Image-backed grounding data:
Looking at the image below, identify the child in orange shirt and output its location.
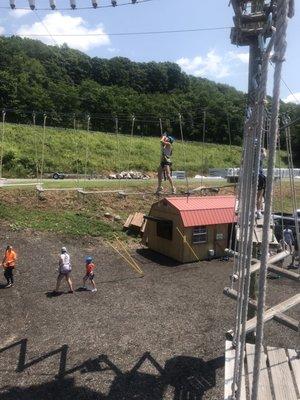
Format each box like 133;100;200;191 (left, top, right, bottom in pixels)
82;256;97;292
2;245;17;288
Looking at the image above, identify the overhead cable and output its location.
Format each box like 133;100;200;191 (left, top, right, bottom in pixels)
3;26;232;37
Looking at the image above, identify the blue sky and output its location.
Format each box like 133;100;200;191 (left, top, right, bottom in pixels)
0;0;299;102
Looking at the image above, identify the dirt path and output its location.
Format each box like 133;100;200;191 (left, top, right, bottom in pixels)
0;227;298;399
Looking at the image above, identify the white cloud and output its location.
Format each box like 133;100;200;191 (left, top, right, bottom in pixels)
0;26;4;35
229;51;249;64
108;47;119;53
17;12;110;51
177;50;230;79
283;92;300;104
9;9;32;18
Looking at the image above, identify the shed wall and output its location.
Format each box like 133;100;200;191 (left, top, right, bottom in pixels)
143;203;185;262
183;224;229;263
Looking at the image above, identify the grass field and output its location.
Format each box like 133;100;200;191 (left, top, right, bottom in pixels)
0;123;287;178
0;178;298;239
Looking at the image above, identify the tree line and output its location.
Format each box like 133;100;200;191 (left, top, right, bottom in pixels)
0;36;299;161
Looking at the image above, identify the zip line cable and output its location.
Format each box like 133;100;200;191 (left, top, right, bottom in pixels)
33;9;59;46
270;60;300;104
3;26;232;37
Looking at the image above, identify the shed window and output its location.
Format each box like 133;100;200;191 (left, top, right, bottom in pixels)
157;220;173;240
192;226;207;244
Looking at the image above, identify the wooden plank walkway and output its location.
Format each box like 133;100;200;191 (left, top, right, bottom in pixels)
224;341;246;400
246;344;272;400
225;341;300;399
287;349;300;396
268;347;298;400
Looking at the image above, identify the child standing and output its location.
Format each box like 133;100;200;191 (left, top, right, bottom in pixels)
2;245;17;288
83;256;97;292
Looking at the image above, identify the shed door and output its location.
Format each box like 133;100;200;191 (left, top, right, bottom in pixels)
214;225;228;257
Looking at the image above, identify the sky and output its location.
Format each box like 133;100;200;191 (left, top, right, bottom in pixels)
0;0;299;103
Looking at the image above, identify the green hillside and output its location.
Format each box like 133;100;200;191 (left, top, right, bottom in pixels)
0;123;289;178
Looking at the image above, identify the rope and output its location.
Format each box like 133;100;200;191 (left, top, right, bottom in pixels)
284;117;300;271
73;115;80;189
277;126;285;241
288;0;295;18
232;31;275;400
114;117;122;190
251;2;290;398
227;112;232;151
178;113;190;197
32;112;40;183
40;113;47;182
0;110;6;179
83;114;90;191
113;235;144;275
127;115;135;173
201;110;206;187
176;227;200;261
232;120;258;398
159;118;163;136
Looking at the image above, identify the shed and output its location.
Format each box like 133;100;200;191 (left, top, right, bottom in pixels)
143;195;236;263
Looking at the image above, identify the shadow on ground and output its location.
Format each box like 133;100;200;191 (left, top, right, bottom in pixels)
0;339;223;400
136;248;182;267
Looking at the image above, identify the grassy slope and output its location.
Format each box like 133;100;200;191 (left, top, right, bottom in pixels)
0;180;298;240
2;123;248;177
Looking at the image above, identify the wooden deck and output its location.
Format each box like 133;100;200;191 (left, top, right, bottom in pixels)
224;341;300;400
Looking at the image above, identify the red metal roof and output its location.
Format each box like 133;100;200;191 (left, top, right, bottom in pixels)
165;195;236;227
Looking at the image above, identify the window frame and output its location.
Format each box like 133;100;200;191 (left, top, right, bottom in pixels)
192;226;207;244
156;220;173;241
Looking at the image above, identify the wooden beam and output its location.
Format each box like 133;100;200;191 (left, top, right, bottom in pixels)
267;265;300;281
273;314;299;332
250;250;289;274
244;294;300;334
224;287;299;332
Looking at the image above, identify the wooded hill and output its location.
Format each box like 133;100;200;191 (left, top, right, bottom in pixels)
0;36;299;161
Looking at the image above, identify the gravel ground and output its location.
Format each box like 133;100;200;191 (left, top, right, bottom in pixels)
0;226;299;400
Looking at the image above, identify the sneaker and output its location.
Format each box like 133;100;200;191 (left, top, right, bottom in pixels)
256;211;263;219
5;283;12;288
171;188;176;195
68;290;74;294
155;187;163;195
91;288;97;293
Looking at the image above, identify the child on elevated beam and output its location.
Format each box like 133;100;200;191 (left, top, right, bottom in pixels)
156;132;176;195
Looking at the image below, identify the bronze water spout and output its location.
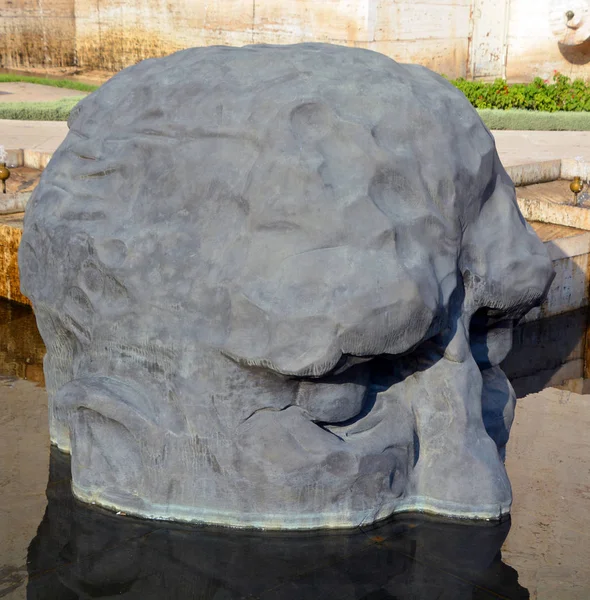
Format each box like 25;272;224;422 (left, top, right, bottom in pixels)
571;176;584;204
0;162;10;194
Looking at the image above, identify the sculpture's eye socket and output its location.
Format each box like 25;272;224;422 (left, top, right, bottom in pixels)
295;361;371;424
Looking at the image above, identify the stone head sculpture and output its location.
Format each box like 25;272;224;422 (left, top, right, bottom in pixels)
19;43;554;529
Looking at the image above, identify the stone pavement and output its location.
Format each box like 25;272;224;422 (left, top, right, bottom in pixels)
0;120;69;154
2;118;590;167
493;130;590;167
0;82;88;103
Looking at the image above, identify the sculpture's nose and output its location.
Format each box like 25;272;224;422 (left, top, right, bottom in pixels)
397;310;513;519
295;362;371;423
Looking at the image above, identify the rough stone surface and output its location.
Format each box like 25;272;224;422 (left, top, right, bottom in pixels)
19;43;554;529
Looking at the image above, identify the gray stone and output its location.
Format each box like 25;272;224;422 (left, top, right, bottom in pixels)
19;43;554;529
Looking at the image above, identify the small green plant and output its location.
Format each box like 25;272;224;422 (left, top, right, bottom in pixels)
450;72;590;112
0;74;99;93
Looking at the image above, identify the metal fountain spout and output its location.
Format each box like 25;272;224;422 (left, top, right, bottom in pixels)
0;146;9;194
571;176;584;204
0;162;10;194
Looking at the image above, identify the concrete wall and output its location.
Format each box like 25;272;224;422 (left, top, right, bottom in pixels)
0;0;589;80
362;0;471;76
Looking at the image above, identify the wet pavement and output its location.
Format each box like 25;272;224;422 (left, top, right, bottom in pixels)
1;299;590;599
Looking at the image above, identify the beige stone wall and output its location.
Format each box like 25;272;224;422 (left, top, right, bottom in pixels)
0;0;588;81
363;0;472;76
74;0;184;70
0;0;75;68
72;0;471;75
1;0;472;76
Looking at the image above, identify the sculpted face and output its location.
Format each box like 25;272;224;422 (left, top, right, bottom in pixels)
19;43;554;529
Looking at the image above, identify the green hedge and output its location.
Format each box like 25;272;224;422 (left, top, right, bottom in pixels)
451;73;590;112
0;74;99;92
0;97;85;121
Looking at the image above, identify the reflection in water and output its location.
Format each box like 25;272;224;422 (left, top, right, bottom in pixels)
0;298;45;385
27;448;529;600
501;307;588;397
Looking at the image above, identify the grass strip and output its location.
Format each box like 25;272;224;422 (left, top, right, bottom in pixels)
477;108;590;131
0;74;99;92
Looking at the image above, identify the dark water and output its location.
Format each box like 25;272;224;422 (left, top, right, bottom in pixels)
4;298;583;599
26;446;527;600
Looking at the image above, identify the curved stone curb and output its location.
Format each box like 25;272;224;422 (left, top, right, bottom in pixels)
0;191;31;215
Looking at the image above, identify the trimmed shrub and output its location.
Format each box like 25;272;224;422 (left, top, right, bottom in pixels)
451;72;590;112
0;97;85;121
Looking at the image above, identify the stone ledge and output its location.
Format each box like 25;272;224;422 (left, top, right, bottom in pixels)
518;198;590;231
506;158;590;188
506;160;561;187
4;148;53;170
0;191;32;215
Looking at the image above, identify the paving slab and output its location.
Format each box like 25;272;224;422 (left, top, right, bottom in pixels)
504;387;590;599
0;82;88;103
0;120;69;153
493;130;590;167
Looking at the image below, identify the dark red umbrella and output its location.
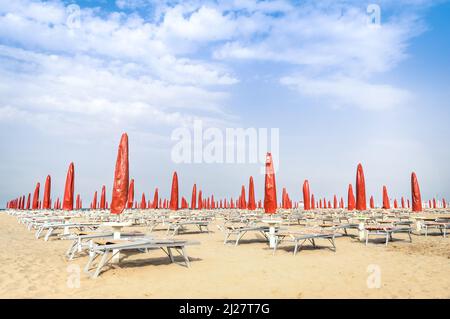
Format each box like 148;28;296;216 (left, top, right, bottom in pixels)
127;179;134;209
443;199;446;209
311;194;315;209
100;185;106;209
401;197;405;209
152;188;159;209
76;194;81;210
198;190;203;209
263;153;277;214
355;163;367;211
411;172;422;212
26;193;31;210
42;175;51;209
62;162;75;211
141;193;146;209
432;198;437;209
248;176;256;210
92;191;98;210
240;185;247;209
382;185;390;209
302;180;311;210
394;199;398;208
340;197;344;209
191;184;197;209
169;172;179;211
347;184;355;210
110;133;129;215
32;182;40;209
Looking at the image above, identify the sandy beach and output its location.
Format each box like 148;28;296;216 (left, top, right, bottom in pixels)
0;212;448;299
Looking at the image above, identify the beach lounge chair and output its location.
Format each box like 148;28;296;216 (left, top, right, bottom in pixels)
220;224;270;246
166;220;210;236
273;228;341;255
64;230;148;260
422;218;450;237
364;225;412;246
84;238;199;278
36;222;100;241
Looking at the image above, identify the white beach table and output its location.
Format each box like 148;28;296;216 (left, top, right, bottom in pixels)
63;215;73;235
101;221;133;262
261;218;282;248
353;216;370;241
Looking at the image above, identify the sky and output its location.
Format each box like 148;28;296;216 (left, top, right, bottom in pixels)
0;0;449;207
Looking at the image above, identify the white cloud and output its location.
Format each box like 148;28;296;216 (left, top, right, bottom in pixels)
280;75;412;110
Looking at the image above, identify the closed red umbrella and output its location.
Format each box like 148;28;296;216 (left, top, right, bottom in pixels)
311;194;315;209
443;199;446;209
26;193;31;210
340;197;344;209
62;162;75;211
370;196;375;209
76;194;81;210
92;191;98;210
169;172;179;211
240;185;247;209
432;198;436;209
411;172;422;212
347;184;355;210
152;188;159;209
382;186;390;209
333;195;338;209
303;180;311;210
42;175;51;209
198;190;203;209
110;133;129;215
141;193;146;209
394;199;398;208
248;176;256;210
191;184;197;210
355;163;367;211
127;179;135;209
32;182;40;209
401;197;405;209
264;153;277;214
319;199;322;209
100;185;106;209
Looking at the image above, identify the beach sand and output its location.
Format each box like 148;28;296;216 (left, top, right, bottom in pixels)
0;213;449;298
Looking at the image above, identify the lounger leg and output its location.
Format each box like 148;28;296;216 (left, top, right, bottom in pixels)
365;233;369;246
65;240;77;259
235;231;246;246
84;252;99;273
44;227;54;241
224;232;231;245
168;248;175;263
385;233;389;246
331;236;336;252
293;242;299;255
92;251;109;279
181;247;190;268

What you will do ▸
Could you set down, exactly as written, the lines above between the one holding "Looking at the image above, identify the red" and the one holding "Looking at the image above, identify the gravel", inclusive, and nothing more?

Exercise result ▸
Looking at the image above, identify the red metal roof and output its location.
Format each box like 133;100;200;191 (left, top, right, bottom in pixels)
165;195;236;227
Looking at the image above, identify the window frame and output its location.
Format each box like 133;100;200;191 (left, top, right, bottom in pixels)
192;226;207;244
156;220;173;241
Looking at the image above, identify the wooden beam and output its location.
Format each box like 133;100;200;191 (left, top, right, bottom in pixels)
267;265;300;281
273;314;299;332
250;250;289;274
244;294;300;334
224;287;299;332
Looking at the image above, identify the wooded hill and output its location.
Format each box like 133;100;200;191 (left, top, right, bottom in pixels)
0;36;299;161
Looking at the image above, identify the gravel ground and output its location.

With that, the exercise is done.